━━━ Passage to read
COLUMN: ‘Democratic’ future of Iraq uncertain

Omar Tesdell

Saddam Hussein’s monstrous statue falls along with his government. The United States military now occupies an Arab capital for the first time in history. The criminal regime responsible for mass suffering gives way to American military occupation.

Images of initial celebrations find their way to our television screens but the frantic surgeons in Baghdad’s hospitals working often without electricity, regular water or proper medicines are not interviewed quite as often.

The disfigured Iraqi children don’t haunt our screens much either. Perhaps, it is because these children were born without limbs or organs because our nuclear waste (specifically depleted uranium) happens to be included in our tank-buster bombs, creating a hell to last a radioactive half-life of 4.5 billion years. These radioactive munitions have been dropped for years and continue to rain down on Iraq.

And now Iraq is to become the gleaming beacon of freedom and democracy envisioned by the current administration. Two recent talks on our campus provided us some context with which to view this topic.

Karen Armstrong, an internationally renowned religious scholar, told us a little about our history of democracy this week.

A study of Western democracy’s beginnings produces a long and very bloody 300-plus year picture in which our democracy was born in the streets of the United States and Britain.
━━━━━━
» **Tasks to perform**
• a. Summarize the column on Iraq's democratic future in two sentences.
• b. Go on with the column on Iraq's democratic future, picking up after its final sentence.
The data that come next are drawn from a separate source.
━━━ Entries supplied
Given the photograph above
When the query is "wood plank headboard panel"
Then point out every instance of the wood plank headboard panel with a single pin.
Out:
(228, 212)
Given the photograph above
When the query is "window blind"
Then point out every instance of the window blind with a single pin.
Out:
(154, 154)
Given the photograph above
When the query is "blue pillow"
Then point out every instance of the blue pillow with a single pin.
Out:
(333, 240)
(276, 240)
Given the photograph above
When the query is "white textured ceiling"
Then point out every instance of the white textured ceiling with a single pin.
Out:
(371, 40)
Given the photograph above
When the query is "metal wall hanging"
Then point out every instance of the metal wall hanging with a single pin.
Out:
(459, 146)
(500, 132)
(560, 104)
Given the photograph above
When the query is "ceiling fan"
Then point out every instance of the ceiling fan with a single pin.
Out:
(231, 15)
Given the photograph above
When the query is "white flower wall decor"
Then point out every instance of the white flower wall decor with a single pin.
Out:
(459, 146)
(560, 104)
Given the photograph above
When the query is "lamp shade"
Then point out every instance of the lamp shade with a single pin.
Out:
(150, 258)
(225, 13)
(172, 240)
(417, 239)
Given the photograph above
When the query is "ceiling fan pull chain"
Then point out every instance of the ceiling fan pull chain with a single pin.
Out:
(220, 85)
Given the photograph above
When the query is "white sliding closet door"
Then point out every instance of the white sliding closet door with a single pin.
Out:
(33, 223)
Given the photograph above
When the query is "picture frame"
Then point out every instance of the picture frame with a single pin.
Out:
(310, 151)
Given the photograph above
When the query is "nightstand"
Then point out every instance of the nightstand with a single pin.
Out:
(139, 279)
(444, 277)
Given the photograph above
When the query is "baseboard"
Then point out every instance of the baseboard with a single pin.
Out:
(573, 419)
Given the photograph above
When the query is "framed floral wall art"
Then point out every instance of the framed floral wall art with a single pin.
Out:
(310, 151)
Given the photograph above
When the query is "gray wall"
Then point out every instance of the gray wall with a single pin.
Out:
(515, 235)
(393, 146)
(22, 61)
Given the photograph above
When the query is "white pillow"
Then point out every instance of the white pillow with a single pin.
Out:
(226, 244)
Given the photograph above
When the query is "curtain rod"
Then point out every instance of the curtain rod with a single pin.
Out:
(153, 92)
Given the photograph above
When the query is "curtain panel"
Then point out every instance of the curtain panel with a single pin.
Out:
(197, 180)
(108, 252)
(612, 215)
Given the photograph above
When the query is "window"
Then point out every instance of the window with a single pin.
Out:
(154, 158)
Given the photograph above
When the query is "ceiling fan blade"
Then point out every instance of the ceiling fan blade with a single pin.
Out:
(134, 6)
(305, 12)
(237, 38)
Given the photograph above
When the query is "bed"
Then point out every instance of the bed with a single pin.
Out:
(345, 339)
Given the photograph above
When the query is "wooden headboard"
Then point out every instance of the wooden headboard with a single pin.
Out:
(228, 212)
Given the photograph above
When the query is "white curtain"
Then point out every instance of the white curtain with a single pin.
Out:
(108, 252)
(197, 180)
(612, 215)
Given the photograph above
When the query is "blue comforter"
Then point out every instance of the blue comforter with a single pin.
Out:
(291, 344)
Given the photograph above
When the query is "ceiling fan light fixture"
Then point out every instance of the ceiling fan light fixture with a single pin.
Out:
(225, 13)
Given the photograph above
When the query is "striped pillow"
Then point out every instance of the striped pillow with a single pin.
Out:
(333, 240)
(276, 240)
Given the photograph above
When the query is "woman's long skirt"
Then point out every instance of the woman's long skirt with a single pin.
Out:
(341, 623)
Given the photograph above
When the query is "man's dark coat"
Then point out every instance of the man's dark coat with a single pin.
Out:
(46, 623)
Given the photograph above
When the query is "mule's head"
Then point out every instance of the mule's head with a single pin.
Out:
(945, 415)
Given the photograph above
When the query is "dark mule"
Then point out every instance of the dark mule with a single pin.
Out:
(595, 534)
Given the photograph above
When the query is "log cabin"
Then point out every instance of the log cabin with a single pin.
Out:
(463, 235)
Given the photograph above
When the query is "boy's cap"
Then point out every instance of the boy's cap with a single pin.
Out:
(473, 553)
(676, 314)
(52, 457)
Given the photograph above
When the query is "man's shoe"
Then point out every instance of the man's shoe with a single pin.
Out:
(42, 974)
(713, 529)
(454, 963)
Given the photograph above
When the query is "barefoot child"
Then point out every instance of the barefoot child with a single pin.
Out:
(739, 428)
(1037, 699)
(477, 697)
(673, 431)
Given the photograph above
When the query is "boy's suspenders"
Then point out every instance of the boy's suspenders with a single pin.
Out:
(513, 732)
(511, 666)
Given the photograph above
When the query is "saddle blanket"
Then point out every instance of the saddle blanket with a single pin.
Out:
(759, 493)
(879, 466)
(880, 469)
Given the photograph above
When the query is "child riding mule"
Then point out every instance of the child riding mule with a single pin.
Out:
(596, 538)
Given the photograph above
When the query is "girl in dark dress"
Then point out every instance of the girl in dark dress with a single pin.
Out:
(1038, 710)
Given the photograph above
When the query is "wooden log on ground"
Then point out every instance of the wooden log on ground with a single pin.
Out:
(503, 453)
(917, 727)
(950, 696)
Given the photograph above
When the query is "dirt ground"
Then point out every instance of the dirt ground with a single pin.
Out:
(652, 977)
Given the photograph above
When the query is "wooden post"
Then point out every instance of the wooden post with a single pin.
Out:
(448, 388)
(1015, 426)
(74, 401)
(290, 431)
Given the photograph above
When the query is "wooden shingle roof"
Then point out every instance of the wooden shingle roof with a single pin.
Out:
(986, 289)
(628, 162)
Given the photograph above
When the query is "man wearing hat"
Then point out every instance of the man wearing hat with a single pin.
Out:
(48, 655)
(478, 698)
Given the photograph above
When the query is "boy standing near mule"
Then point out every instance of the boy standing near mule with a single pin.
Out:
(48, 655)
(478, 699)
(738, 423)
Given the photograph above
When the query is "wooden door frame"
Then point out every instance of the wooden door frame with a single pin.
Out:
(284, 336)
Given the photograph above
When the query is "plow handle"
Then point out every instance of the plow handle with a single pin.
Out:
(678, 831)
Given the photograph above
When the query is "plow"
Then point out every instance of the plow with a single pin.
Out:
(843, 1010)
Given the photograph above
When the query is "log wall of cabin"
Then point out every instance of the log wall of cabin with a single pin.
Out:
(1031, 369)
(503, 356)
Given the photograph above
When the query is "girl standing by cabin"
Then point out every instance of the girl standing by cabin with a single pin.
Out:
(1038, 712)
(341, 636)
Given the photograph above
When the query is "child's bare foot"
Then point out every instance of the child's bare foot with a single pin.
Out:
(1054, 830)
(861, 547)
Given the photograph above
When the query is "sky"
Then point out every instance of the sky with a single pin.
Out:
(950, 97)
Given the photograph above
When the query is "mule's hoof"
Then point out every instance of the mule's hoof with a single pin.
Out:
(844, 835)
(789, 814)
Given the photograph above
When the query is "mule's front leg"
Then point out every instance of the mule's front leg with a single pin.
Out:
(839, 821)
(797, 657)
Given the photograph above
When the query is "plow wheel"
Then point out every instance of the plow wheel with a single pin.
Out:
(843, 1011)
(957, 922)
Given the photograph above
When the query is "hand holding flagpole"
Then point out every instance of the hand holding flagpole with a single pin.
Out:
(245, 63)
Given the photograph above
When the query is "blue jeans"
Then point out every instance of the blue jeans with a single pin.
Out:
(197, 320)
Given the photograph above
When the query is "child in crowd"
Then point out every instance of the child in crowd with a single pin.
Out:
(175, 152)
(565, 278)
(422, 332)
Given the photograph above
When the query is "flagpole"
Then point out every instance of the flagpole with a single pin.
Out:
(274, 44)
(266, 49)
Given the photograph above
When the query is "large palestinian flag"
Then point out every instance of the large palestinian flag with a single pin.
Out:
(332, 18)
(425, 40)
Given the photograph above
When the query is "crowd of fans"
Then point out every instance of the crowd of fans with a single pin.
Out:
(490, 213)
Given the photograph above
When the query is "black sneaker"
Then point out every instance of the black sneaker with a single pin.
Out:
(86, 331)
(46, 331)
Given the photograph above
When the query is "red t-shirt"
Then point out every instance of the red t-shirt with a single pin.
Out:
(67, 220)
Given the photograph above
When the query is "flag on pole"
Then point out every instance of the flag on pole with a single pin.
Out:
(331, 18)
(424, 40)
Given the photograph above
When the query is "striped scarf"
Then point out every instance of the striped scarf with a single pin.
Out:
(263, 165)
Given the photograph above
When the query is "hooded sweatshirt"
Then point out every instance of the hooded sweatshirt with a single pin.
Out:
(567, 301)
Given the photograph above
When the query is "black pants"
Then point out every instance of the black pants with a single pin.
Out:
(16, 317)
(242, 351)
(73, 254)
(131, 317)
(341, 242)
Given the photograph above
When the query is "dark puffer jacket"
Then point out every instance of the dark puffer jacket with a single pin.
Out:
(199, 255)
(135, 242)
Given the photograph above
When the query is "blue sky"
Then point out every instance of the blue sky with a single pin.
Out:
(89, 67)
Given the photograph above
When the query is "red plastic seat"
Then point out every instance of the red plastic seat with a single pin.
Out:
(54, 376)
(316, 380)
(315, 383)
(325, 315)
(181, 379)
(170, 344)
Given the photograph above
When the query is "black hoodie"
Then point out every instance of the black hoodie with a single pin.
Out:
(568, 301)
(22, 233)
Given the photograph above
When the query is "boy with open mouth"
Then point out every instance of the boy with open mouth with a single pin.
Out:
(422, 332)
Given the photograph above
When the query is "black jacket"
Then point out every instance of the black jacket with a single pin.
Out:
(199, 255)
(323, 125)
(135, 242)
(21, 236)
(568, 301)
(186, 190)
━━━━━━
» **Written answers**
• a. With Saddam Hussein's government fallen and the US military occupying an Arab capital, the column says television shows celebrations but rarely Baghdad's struggling surgeons or disfigured Iraqi children, whose injuries it suggests may come from depleted uranium in American munitions. It then questions the administration's vision of a democratic Iraq, citing a campus talk by religious scholar Karen Armstrong, who described Western democracy's long, bloody birth in the streets of the United States and Britain.

• b.
Today’s ‘democracies-r-us’ style and its three-or four-year timetable for Iraq look a little skimpy next to the way our system was born. Armstrong argued that even mildly effective national democracy cannot be imposed, but must be born organically by its people.

Armstrong also stressed the need for people of faith to respond to the currently fashionable fundamentalism in Christianity, Judaism and Islam with an emphasis on compassion and pluralism, the basis of the three faiths, according to her.

Molly Ivins, three-time Pulitzer Prize finalist and proud Texan, also graced our campus last week. She warned that after war, “It’s then that we face the peace from hell. [American soldiers who occupy Iraq] will become a magnet for every terrorist in the Middle East.”

Fresh back from her talk at Iowa State last week, she served up a healthy dose of that lethal wit in her latest column.

She said that some candidates for U.S.-introduced ‘democratic’ leadership have less than stellar credentials. For example, Ahmed Chalabi of Iraqi National Congress fame escaped Jordan in a car trunk because he is wanted for embezzling hundreds of millions of dollars in a bankruptcy. We also have Gen. Jay Garner (Ret.), whose company SY Coleman engineered much of the technology being used in the Middle East. He was Ronald Reagan’s main man on Star Wars and has been accused by other military leaders of receiving $100 million in war contracts.

Both speakers spoke to the need for multinational efforts to repair the damage done by war.

Whether or not you agree with war on Iraq, it is clear that we have strained relations with Europe and many other nations, enraged the Muslim and Arab worlds, undermined the role of the United Nations and managed to squander the widespread support for Americans following Sept. 11.

In addition, examples of demonstrations and attacks on American interests abroad have been plentiful in recent months.

A McDonald’s was bombed Saturday in the Beirut, Lebanon neighborhood of Doura injuring three people, and it was the fourth attack on an American fast-food outlet since early March.

South Korean activists have been regularly demonstrating and defacing the country’s McDonald’s restaurants among others in addition to the near daily-rallies against war on Iraq.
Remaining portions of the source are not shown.